Problem details >> Write the listing below out again in full, dropping its pictures.

Records to use >>
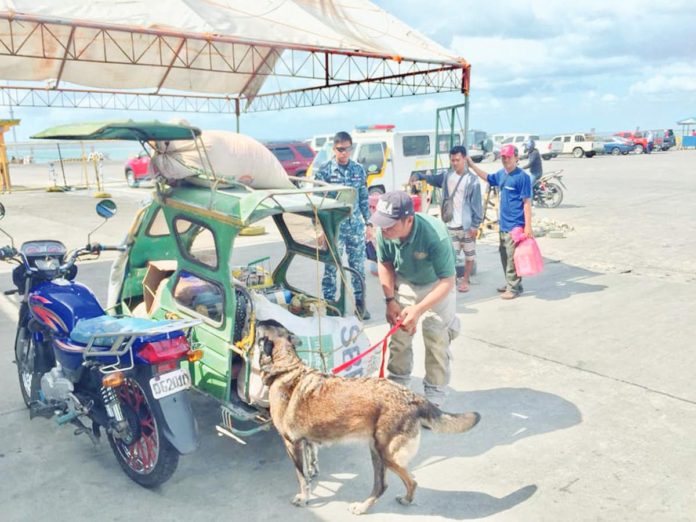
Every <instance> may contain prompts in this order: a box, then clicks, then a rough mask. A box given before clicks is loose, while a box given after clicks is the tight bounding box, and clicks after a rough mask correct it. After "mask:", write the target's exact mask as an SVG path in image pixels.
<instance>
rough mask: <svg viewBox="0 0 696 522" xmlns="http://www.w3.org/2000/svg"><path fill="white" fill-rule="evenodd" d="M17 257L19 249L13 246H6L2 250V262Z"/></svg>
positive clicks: (1, 256)
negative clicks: (17, 253)
mask: <svg viewBox="0 0 696 522" xmlns="http://www.w3.org/2000/svg"><path fill="white" fill-rule="evenodd" d="M16 255H17V249H16V248H14V247H11V246H4V247H2V248H0V260H3V261H4V260H5V259H8V258H13V257H14V256H16Z"/></svg>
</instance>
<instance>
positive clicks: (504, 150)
mask: <svg viewBox="0 0 696 522" xmlns="http://www.w3.org/2000/svg"><path fill="white" fill-rule="evenodd" d="M500 155H501V156H506V157H511V156H517V147H515V146H514V145H510V144H508V145H503V147H501V149H500Z"/></svg>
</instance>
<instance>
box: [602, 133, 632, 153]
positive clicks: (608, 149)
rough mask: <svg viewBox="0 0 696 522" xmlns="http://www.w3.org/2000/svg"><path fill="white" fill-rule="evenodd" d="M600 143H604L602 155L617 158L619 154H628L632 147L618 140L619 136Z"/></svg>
mask: <svg viewBox="0 0 696 522" xmlns="http://www.w3.org/2000/svg"><path fill="white" fill-rule="evenodd" d="M602 141H603V143H604V153H605V154H612V155H614V156H618V155H619V154H628V153H629V152H631V151H632V150H633V147H634V145H633V143H632V142H630V141H628V140H625V139H623V138H620V137H619V136H610V137H608V138H604V139H603V140H602Z"/></svg>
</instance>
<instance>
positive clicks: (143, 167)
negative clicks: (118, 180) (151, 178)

Answer for the task >>
Every <instance> may contain prompts in this order: a box, then clicks, then a rough mask. A box given before clicks is loose, while a box given after clicks is the tight bounding box, and clicks after a rough mask correct it. After "mask:", write the target's exact mask as an SVG path in image pixels.
<instance>
rough mask: <svg viewBox="0 0 696 522" xmlns="http://www.w3.org/2000/svg"><path fill="white" fill-rule="evenodd" d="M17 257L19 249L13 246H6L2 250V262Z"/></svg>
positive clicks: (1, 256)
negative clicks: (17, 253)
mask: <svg viewBox="0 0 696 522" xmlns="http://www.w3.org/2000/svg"><path fill="white" fill-rule="evenodd" d="M16 255H17V249H16V248H14V247H11V246H4V247H2V248H0V260H3V261H4V260H5V259H8V258H13V257H14V256H16Z"/></svg>
</instance>
<instance>
positive clicks: (504, 150)
mask: <svg viewBox="0 0 696 522" xmlns="http://www.w3.org/2000/svg"><path fill="white" fill-rule="evenodd" d="M500 155H501V156H506V157H511V156H517V147H515V146H514V145H510V144H508V145H503V147H501V149H500Z"/></svg>
</instance>
<instance>
box: [602, 133, 632, 153]
positive clicks: (608, 149)
rough mask: <svg viewBox="0 0 696 522" xmlns="http://www.w3.org/2000/svg"><path fill="white" fill-rule="evenodd" d="M600 143H604L602 155L617 158L619 154H628L632 147L618 140L619 136Z"/></svg>
mask: <svg viewBox="0 0 696 522" xmlns="http://www.w3.org/2000/svg"><path fill="white" fill-rule="evenodd" d="M602 141H603V143H604V153H605V154H612V155H614V156H618V155H619V154H628V153H629V152H631V151H632V150H633V147H634V145H633V143H632V142H630V141H628V140H625V139H623V138H620V137H619V136H610V137H608V138H604V139H603V140H602Z"/></svg>
</instance>
<instance>
positive clicks: (143, 167)
negative clicks: (118, 180) (151, 178)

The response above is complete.